> **PROBLEM DETAILS**
Reproduce the section of the listing that begins at the line containing "35L100 45V0H29ZM19 26L2" and finishes at the line containing "negative clicks: (45, 16)". Include both end lines and nothing beyond them.
= = =
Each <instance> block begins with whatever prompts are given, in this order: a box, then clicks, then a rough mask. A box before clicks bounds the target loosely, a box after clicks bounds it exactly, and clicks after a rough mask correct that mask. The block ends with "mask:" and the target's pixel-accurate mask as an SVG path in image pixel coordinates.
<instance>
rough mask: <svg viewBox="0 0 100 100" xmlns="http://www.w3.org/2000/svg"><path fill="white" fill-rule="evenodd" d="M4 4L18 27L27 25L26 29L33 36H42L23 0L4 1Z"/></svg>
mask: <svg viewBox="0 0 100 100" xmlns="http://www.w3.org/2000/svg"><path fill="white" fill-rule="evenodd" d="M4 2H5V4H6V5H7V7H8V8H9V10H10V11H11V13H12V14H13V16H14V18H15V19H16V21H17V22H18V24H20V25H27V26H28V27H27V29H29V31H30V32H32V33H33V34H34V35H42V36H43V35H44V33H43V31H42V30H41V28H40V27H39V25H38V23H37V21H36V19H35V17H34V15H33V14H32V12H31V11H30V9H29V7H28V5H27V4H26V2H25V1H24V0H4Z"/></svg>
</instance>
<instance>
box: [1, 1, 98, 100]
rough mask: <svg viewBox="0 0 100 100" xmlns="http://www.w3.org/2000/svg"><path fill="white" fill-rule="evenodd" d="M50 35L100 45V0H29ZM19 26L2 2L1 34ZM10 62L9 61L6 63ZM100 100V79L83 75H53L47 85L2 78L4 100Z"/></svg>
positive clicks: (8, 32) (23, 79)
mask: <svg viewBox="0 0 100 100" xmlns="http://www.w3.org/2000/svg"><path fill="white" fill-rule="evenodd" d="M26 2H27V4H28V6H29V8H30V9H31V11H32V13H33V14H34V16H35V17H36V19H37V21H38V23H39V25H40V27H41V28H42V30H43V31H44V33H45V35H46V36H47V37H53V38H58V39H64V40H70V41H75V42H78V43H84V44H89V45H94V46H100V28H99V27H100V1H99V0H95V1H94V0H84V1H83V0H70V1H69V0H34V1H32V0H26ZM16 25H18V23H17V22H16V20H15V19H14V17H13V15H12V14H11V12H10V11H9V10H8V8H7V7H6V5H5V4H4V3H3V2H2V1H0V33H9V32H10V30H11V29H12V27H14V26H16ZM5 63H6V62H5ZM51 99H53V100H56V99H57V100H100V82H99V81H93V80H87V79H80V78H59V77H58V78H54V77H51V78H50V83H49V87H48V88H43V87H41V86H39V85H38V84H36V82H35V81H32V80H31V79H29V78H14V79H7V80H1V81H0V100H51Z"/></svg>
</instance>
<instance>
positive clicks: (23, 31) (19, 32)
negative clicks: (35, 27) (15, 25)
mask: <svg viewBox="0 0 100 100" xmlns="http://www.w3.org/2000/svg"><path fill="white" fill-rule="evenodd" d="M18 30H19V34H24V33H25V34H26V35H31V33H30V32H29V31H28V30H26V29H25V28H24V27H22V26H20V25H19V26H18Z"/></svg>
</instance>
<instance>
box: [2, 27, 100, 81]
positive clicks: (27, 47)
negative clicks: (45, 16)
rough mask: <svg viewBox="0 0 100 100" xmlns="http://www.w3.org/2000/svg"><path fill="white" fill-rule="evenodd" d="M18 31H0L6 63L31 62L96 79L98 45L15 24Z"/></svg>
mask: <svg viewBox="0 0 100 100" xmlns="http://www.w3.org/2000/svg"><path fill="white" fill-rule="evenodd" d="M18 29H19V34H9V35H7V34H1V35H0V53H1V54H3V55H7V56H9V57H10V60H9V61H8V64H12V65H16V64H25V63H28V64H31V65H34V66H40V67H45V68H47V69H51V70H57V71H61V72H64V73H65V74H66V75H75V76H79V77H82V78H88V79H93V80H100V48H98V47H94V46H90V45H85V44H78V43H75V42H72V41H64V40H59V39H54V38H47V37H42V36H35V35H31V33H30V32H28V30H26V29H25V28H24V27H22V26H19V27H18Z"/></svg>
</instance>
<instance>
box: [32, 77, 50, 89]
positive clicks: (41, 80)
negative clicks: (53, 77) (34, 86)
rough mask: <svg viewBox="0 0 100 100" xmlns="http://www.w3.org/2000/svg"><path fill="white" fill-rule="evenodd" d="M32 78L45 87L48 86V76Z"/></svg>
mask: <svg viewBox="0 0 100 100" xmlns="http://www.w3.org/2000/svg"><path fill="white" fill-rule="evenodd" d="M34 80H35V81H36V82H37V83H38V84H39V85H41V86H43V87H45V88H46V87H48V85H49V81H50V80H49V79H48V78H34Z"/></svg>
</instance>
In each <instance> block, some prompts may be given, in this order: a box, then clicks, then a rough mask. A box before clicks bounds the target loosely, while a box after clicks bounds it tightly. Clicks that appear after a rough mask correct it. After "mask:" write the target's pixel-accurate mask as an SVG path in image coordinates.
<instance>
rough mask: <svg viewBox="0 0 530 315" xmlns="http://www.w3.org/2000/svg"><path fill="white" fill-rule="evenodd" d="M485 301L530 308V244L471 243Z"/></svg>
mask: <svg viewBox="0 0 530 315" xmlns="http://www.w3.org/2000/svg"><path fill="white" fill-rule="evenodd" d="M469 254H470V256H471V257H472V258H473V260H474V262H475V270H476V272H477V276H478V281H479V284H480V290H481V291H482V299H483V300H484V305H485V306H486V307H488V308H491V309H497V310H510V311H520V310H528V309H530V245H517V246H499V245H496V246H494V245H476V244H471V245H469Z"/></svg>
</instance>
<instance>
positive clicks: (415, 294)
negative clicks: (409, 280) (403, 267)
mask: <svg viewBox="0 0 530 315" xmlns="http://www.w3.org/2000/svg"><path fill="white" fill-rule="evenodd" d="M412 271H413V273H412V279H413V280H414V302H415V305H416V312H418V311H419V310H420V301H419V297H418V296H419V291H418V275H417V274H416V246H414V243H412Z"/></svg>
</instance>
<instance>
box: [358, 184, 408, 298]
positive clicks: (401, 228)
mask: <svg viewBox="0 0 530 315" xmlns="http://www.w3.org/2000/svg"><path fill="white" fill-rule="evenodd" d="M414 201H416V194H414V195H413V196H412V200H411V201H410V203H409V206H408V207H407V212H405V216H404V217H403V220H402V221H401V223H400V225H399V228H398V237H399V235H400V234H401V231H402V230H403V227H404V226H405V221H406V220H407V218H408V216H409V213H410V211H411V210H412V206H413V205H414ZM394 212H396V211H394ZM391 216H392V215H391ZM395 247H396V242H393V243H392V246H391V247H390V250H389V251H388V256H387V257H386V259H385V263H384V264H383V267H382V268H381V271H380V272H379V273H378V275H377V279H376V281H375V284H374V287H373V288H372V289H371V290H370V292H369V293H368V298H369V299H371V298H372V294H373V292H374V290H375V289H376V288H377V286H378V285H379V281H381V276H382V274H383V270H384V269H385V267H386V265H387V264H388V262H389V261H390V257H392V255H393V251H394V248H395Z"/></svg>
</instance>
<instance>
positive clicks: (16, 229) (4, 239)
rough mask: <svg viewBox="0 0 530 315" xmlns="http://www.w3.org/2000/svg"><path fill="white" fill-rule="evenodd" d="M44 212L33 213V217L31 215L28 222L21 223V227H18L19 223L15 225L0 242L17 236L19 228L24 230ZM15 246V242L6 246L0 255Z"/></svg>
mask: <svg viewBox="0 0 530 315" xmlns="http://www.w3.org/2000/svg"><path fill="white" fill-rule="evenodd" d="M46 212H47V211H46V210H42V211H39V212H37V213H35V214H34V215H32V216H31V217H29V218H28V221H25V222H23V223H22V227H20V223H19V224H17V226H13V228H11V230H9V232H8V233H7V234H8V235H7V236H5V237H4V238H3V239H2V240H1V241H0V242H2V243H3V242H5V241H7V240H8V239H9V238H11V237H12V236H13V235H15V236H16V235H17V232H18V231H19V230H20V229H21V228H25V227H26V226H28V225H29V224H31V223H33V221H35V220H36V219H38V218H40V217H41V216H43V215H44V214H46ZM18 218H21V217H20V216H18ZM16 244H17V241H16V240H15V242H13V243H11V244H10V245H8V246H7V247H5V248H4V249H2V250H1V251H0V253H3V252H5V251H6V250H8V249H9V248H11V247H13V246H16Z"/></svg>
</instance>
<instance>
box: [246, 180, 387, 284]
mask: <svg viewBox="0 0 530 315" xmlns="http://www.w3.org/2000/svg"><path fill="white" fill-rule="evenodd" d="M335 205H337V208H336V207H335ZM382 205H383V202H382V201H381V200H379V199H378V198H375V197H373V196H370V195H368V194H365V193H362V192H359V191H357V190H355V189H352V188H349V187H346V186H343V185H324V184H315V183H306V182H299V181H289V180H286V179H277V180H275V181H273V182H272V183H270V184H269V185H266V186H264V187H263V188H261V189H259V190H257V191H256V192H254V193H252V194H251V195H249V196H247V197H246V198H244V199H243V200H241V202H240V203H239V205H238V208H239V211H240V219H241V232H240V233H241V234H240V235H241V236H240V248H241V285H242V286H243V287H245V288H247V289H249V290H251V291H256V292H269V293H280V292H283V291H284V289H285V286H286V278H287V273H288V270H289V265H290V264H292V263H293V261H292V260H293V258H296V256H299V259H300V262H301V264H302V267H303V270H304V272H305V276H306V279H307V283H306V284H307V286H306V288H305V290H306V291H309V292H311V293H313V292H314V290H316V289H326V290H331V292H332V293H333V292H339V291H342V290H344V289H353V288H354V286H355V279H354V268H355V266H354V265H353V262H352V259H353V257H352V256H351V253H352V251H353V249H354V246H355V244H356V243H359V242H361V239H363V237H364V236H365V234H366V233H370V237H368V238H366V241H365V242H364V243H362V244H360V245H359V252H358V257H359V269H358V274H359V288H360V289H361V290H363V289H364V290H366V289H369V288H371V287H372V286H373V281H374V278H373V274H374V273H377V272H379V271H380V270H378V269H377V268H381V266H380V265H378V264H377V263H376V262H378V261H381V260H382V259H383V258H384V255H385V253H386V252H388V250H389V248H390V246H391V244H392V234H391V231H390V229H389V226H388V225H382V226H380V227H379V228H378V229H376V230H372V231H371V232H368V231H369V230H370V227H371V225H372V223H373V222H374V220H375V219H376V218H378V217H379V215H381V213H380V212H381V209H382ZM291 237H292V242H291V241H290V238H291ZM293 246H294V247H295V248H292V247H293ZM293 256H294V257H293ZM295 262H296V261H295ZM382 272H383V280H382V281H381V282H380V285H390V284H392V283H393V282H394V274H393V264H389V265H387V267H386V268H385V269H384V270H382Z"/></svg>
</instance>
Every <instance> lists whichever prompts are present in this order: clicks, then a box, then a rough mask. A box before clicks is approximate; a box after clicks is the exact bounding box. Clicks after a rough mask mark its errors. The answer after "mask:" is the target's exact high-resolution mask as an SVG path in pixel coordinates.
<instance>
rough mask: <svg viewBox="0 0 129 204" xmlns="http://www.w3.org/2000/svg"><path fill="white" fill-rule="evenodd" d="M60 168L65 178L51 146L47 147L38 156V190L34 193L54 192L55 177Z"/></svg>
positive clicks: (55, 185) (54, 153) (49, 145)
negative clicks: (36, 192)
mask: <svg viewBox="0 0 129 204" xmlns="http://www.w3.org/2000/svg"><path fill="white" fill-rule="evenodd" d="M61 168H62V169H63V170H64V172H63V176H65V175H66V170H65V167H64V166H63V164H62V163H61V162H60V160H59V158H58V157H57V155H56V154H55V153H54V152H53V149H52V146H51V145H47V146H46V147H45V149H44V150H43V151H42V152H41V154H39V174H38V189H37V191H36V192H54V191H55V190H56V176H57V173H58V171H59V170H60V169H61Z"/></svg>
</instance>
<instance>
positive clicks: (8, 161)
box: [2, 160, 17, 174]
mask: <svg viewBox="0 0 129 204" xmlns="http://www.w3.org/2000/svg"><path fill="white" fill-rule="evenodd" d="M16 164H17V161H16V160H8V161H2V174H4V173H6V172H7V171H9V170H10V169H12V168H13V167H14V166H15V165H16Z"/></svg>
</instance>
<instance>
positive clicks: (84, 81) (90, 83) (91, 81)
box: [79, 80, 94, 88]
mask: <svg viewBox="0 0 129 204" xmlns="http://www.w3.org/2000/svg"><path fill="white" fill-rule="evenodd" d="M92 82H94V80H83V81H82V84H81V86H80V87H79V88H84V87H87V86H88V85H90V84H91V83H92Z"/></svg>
= = =
> **RESPONSE TO THE EXERCISE**
rough mask: <svg viewBox="0 0 100 100" xmlns="http://www.w3.org/2000/svg"><path fill="white" fill-rule="evenodd" d="M50 35L100 45V0H29ZM19 26L2 2L1 34ZM10 62L9 61L6 63ZM100 100V79L83 75H53L47 85L2 78L4 100Z"/></svg>
positive clicks: (8, 32) (23, 79)
mask: <svg viewBox="0 0 100 100" xmlns="http://www.w3.org/2000/svg"><path fill="white" fill-rule="evenodd" d="M26 2H27V4H28V6H29V8H30V9H31V11H32V13H33V14H34V16H35V17H36V19H37V21H38V23H39V25H40V27H41V28H42V30H43V31H44V33H45V35H46V36H47V37H53V38H58V39H64V40H70V41H75V42H78V43H84V44H89V45H94V46H100V28H99V27H100V1H99V0H95V1H94V0H84V1H83V0H70V1H69V0H34V1H32V0H26ZM16 25H18V23H17V22H16V20H15V19H14V17H13V15H12V14H11V12H10V11H9V10H8V8H7V7H6V5H5V4H4V3H3V2H2V1H0V33H9V32H10V30H11V29H12V27H14V26H16ZM5 63H6V62H5ZM51 99H53V100H56V99H57V100H100V82H99V81H93V80H87V79H80V78H59V77H58V78H54V77H51V78H50V83H49V87H48V88H43V87H41V86H39V85H38V84H36V82H35V81H32V80H31V79H29V78H14V79H7V80H1V81H0V100H51Z"/></svg>
</instance>
<instance>
positive clicks: (23, 31) (19, 32)
negative clicks: (35, 27) (15, 25)
mask: <svg viewBox="0 0 100 100" xmlns="http://www.w3.org/2000/svg"><path fill="white" fill-rule="evenodd" d="M18 30H19V34H24V33H25V34H26V35H31V33H30V32H29V31H28V30H26V29H25V28H24V27H22V26H20V25H19V26H18Z"/></svg>
</instance>
<instance>
box: [2, 27, 100, 81]
positive clicks: (27, 47)
negative clicks: (45, 16)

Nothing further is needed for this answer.